• Compiti proposti:
**A.** Rispondi alle domande sul testo dedicato alla fede e alla famiglia.
(i) Secondo il testo, com'è sempre stato vivere e annunciare la fede?
(ii) In quale occasione papa Leone XIV ha pronunciato l'omelia citata?
(iii) Quale papa ha insegnato che "Siamo tutti figli, ma nessuno di noi ha scelto di nascere"?
**B.** Prosegui il testo sulla fede e la famiglia dopo la sua ultima frase.

• Testo proposto:
-------
Vivere e annunciare la fede è sempre stato difficile; forse oggi, data la complessità del periodo storico che stiamo vivendo, lo è più che in altri tempi.
La famiglia è luogo primario di educazione alla vita comune e di trasmissione della fede. Al riguardo, papa Leone XIV, nella sua omelia al Giubileo delle famiglie, dei nonni e degli anziani, ha dichiarato che, proprio “nella famiglia la fede si trasmette insieme alla vita, di generazione in generazione: è condivisa come il pane sulla tavola e gli affetti del cuore. Questo la rende un luogo privilegiato per incontrare Gesù, che ci ama e vuole sempre il nostro bene”. E ha ricordato che “abbiamo ricevuto la vita prima ancora di desiderarla”. Come ha insegnato papa Francesco – egli ha continuato – “Siamo tutti figli, ma nessuno di noi ha scelto di nascere”.
-------
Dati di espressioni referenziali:
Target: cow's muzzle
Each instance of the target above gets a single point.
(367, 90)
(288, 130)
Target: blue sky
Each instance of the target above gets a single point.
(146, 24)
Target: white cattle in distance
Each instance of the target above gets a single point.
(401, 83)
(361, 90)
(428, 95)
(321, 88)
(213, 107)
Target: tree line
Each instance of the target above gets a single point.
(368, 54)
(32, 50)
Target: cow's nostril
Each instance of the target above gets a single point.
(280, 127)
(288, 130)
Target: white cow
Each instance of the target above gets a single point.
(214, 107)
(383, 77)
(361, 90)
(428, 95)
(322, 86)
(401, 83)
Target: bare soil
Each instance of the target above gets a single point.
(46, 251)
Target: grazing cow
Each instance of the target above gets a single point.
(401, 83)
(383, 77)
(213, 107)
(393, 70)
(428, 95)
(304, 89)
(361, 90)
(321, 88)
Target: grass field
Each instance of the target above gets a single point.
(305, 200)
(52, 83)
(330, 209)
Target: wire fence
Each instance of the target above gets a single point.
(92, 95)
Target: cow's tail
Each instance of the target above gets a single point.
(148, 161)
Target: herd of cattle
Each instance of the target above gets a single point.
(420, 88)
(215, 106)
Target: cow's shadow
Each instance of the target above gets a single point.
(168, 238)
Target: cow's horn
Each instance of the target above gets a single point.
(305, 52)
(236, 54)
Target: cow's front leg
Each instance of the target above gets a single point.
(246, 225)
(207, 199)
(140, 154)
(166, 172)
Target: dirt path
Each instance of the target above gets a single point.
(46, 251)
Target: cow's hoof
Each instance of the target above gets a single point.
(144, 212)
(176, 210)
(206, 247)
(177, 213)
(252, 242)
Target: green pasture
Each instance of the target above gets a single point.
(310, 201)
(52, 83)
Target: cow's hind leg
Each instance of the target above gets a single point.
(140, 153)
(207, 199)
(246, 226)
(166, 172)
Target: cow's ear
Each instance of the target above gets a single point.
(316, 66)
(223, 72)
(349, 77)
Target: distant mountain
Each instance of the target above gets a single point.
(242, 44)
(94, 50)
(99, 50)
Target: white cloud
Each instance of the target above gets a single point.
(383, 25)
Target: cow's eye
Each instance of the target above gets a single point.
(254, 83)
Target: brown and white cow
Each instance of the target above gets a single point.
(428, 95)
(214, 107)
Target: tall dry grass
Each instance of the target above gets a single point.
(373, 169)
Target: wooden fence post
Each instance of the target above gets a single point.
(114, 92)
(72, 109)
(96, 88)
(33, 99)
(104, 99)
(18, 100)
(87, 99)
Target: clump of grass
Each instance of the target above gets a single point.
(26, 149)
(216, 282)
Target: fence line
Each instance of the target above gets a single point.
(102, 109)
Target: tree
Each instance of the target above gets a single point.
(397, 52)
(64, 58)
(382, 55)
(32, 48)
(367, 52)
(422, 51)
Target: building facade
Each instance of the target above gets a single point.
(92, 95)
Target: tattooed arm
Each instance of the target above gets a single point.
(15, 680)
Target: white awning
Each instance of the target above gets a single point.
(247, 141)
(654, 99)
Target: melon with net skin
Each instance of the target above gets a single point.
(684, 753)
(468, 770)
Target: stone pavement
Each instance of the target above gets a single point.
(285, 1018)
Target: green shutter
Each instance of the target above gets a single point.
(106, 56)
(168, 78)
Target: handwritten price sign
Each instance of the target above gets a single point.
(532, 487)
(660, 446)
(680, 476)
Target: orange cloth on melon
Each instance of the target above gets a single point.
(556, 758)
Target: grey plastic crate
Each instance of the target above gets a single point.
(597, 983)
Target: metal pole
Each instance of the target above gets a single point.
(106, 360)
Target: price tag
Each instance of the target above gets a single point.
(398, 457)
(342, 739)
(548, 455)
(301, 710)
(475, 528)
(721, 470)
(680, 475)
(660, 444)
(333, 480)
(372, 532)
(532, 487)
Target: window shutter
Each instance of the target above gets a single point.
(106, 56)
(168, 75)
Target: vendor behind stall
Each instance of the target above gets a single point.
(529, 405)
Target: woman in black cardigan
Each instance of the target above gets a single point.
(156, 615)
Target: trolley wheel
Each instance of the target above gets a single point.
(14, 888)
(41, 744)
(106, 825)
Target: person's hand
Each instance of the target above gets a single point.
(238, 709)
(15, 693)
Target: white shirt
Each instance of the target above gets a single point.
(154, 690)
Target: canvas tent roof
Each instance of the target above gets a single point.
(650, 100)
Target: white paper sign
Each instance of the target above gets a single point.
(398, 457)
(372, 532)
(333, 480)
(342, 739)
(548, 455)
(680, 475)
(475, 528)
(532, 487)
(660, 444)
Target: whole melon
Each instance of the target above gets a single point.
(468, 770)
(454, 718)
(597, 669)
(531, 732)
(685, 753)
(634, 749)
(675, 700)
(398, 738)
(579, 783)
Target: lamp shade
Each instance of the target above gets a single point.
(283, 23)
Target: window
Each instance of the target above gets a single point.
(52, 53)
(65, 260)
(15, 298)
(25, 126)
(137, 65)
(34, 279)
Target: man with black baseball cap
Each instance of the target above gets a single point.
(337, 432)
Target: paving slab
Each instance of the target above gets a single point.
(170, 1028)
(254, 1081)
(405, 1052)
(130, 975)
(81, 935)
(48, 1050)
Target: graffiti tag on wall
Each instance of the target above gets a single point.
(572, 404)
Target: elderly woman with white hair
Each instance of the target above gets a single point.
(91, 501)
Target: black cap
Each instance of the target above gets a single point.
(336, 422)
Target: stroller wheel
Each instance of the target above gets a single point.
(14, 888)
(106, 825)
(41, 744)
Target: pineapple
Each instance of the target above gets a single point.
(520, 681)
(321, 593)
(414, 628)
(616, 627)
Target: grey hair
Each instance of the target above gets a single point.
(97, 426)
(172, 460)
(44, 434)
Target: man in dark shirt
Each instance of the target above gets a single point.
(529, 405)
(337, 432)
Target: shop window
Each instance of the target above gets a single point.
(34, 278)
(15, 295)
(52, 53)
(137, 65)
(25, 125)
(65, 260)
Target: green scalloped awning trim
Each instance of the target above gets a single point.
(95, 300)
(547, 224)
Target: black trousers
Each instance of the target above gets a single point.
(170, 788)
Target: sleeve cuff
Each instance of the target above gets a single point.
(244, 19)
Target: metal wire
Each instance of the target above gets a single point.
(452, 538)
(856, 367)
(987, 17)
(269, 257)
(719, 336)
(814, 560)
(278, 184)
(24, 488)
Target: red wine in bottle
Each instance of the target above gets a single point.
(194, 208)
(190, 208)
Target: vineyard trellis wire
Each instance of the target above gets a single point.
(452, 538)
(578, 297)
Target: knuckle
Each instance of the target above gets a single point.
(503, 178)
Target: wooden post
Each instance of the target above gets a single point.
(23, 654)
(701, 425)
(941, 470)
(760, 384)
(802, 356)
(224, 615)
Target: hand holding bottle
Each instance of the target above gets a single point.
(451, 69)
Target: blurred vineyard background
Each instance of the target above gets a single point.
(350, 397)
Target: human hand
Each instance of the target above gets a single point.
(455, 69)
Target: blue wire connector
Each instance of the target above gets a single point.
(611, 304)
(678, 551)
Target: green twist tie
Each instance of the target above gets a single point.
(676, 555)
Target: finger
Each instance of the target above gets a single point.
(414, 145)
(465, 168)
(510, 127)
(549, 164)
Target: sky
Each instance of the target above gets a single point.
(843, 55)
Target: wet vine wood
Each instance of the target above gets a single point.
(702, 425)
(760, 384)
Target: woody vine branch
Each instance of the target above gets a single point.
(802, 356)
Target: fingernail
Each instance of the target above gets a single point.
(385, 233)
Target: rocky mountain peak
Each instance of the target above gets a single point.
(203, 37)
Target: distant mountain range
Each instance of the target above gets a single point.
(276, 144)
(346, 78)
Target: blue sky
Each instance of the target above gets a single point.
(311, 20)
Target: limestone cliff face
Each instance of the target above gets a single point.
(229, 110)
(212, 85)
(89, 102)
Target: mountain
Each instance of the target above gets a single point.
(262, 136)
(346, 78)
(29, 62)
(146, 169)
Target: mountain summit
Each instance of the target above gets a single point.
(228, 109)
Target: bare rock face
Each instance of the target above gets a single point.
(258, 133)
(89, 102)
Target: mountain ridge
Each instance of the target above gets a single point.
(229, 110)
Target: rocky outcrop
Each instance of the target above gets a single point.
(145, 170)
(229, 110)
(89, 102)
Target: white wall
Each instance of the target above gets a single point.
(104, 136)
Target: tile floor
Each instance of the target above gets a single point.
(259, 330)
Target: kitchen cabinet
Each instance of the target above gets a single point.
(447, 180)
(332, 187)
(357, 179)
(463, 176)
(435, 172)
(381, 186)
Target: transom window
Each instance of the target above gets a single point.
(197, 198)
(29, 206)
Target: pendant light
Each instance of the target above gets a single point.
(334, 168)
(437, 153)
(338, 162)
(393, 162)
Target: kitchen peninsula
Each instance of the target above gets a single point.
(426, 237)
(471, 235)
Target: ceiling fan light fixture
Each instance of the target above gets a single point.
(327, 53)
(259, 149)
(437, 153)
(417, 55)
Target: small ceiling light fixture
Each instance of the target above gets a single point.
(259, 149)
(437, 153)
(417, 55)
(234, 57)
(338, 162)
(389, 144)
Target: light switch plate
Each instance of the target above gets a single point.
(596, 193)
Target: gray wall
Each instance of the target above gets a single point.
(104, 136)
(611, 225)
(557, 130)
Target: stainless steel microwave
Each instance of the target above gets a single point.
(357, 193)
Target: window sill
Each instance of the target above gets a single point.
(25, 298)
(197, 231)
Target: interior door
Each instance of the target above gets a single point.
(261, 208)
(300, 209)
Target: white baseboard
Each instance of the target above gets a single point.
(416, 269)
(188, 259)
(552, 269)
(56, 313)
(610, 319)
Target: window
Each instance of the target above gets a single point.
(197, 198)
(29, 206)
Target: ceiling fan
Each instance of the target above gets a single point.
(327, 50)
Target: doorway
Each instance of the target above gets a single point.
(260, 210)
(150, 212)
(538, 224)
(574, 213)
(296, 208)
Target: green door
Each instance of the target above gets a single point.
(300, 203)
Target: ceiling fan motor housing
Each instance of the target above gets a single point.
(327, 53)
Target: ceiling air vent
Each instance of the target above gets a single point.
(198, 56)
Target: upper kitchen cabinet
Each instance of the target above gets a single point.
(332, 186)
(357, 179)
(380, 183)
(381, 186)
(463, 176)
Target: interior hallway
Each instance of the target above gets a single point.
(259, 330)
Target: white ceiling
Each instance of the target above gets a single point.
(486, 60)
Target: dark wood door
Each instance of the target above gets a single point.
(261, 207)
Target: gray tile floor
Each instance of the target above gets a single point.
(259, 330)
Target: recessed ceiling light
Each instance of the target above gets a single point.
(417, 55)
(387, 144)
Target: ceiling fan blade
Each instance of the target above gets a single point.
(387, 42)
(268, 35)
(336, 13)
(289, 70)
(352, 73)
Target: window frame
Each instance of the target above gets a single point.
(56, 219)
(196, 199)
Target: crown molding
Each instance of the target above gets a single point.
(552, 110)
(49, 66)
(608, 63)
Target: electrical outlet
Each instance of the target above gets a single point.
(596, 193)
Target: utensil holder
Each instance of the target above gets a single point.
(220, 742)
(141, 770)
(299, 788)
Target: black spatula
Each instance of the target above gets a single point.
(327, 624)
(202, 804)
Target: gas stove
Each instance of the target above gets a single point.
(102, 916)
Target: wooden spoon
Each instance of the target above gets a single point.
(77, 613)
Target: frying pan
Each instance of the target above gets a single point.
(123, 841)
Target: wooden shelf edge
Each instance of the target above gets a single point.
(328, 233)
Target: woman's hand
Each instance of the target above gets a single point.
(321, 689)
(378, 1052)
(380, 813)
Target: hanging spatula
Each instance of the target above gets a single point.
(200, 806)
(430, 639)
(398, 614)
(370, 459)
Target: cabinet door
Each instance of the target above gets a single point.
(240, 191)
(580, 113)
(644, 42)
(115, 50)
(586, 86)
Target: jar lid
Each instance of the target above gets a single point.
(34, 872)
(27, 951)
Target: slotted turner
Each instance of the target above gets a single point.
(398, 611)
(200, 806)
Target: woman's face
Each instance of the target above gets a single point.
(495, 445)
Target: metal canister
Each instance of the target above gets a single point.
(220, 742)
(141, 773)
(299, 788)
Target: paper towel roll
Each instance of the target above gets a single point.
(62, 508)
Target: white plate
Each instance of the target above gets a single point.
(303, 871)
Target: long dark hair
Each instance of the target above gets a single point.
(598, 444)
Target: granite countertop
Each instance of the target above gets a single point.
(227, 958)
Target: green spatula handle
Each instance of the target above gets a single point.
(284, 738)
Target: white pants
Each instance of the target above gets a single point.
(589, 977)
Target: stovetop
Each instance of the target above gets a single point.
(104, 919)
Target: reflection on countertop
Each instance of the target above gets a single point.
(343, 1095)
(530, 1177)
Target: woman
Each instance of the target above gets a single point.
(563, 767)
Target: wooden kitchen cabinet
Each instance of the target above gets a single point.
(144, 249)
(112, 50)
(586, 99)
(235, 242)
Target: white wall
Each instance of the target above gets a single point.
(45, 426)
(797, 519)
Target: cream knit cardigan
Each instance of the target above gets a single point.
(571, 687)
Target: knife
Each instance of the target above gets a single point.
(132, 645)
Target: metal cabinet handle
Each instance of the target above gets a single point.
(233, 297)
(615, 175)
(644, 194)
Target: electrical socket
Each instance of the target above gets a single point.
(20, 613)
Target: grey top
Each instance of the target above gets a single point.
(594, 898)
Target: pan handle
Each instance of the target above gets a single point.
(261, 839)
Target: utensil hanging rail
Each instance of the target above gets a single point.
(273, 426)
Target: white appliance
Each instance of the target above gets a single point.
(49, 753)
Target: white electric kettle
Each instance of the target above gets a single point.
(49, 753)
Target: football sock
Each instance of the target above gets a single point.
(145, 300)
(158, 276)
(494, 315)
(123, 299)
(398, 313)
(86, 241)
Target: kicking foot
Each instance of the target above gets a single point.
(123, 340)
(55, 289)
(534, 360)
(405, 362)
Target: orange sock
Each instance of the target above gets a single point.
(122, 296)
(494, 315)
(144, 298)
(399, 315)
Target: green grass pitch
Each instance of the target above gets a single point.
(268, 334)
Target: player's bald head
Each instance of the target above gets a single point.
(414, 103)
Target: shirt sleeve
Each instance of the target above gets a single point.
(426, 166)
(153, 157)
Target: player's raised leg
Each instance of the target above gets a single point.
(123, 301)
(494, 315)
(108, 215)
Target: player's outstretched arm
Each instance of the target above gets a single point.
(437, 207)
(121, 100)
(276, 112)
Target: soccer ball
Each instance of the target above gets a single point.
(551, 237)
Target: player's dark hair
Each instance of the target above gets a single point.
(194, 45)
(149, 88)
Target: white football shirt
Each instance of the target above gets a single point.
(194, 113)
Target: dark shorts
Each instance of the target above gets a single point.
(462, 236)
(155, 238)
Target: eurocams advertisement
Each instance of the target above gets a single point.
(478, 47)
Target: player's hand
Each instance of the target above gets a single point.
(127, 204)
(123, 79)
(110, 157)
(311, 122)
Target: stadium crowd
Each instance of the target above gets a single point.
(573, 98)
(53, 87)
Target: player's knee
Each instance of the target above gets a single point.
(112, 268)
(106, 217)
-------
• Risposte:
**A.**
(i) Difficile.
(ii) Al Giubileo delle famiglie, dei nonni e degli anziani.
(iii) Papa Francesco.

**B.**
Ha poi sottolineato che “il futuro dei popoli nasce dal cuore delle famiglie”. Questa omelia richiama le parole di papa Benedetto XVI, il quale affermava: “Nell’educazione e nella formazione alla fede, una missione propria e fondamentale, ed una responsabilità primaria, competono alla famiglia. I genitori infatti sono coloro attraverso i quali il bambino che si affaccia alla vita, fa la prima e decisiva esperienza dell’amore, di un amore che in realtà non è soltanto umano ma è un riflesso dell’amore che Dio ha per lui. Perciò, tra la famiglia cristiana, piccola “Chiesa domestica” (cfr Lumen Gentium, 11), e la più grande famiglia della Chiesa, deve svilupparsi la collaborazione più stretta, anzitutto riguardo all’educazione dei figli”.
Oggi si è verificata una rottura della catena della trasmissione della fede, dovuta a un cambiamento radicale delle popolazioni adulte.
Sant’Antonio, modello di vita cristiana, interceda per i nostri tempi. Il suo esempio di amore per Dio, di dedizione alla predicazione e di attenzione al prossimo, possa essere una fonte di ispirazione per le famiglie nel cammino di fede.